Records of labeled points
-=-=-

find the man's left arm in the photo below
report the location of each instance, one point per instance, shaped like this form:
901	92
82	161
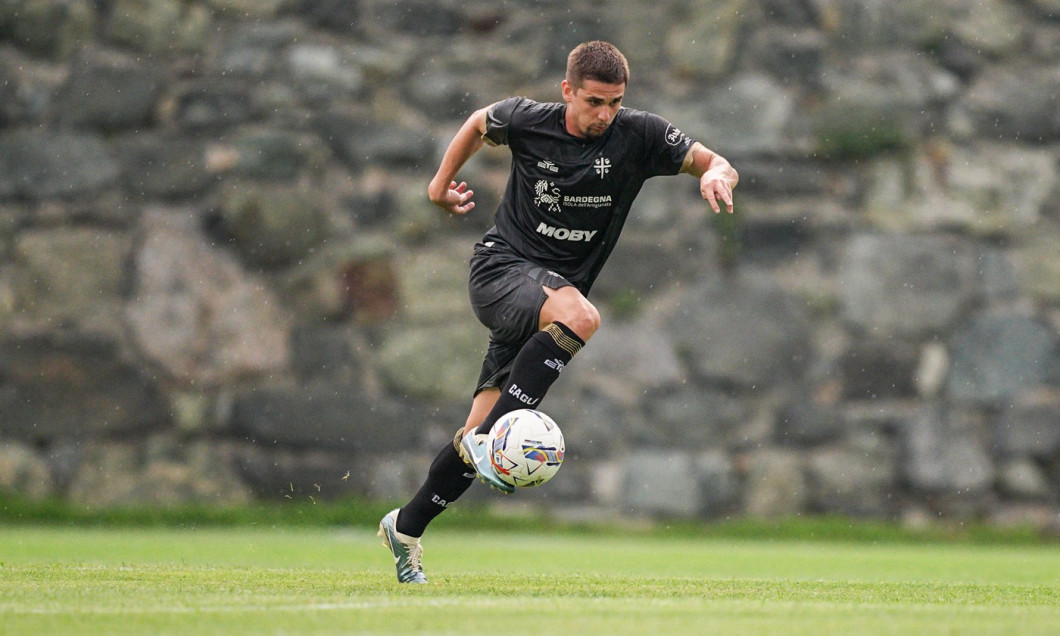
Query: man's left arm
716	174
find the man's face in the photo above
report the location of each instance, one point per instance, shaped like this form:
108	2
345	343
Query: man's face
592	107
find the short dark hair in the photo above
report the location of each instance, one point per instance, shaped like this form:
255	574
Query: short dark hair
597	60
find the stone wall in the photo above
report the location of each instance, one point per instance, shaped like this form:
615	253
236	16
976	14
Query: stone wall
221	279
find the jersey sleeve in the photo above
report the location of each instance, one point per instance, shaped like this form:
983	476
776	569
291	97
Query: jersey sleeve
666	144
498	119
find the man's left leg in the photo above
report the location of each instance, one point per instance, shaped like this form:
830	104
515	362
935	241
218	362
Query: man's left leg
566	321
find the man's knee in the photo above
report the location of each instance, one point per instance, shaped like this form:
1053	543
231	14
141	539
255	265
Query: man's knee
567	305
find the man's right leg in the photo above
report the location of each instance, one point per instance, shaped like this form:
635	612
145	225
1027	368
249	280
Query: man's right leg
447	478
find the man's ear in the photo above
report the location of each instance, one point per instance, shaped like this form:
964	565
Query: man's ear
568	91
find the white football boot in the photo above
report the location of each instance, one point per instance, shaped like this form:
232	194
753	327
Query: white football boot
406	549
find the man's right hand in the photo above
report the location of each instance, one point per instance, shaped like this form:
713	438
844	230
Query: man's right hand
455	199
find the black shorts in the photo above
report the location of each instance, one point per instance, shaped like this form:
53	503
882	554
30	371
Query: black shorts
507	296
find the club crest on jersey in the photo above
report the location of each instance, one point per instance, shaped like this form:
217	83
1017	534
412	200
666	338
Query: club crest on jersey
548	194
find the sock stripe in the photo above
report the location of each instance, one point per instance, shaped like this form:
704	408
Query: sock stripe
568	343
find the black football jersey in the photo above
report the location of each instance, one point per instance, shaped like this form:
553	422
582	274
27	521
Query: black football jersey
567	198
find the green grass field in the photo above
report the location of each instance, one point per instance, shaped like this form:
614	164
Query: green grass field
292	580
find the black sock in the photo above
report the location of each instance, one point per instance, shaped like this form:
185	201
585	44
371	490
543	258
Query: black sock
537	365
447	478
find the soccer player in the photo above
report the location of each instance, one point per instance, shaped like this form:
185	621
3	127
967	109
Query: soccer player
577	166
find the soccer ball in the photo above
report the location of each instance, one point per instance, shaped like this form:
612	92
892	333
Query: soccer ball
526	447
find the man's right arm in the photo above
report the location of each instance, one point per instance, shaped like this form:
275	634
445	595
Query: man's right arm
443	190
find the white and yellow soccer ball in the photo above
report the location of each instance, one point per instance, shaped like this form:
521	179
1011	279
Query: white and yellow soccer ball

-=-=-

WHAT YOU SHOULD DO:
Rewrite the listing above with every "soccer ball" changed to "match ball" and all other text left as it stands. Leave out the pictures.

THE SOLUTION:
find the man's left arm in the photo below
report the location of each instance, one point per instance, shaped like this form:
901	92
82	161
Query: man's left arm
716	174
find the man's face in the photo above
report the location of each instance, one point per instance, shaped like this form:
108	2
345	343
Query: man's face
592	107
find the short dark hair in the photo above
report the location of each instance, one point per instance, shaped like this form:
255	574
Query: short dark hair
597	60
find the stone wall in the photo above
report the location of each instance, one point per instance, shaped like this form:
615	253
236	16
976	14
Query: stone wall
221	279
find the jersey sleeve in the photo above
report the location of each instance, one point per instance, shaped like this form:
983	476
776	569
291	97
Query: jersey sleeve
666	144
498	119
find the man's left leg in the photo above
report the location of each instance, one point per instance, shaped like this form:
830	104
515	362
935	241
218	362
Query: man's left leg
566	321
find the man's knee in the photo above
report the location of each instance, one point per instance, shaped like this form:
1053	543
231	14
141	539
255	265
Query: man's knee
567	305
find the man's right leg in the photo above
report the location of each instance, one point per instance, shaped like this form:
635	612
145	225
1027	368
249	280
Query: man's right leg
447	478
find the man's ear in the photo above
report the location of each instance, one point per instance, shaped like this form:
964	565
Query: man's ear
568	91
find the white football boot in the photo above
report the location of each instance, one point per instance, shaped like this form:
232	194
753	327
Query: white football boot
406	549
find the man's right hand in the photo above
report the location of each instance, one point per instance, shaped like this form:
713	438
844	230
Query: man's right hand
455	199
find the black shorts in the photo above
report the location of each instance, one point per instance, shaped like this form:
53	503
882	554
30	371
Query: black shorts
507	296
find the club crest on jersey in the photo above
report the location of each instance, one point per instance, shaped like this form:
217	83
1017	534
412	200
666	338
Query: club crest on jersey
548	194
find the sock stripe in the photo above
report the location of each instance, one point per instance, shaped like this form:
704	408
Query: sock stripe
568	343
find the black football jersey in the photo above
report the location of each instance, one point per instance, shaped like this form:
553	422
582	274
27	521
Query: black football jersey
567	198
find the green grass field in the photo above
report the location of each instance, one point per instance, shaped like this form:
614	164
Query: green grass field
292	580
find the black sock in the photo above
report the location of each instance, one point per instance, shaped like this form:
185	201
585	44
371	490
543	258
Query: black sock
537	365
447	478
find the soccer player in the photo above
report the location of each instance, one point per instance, shaped like this form:
185	621
3	127
967	109
Query: soccer player
577	166
find the match ball in the photo above
report the location of each instance, one point per instance, shaped like this form:
612	92
892	333
Query: match ball
526	447
find the man's right arm in the photo above
report the location of each instance, one point per instance, shaped like this form:
275	634
445	595
Query: man's right arm
443	190
find the white and yellow match ball in the photo above
report the location of each instance, one point per instance, shaped like this form:
521	179
1011	279
Query: white and yellow match ball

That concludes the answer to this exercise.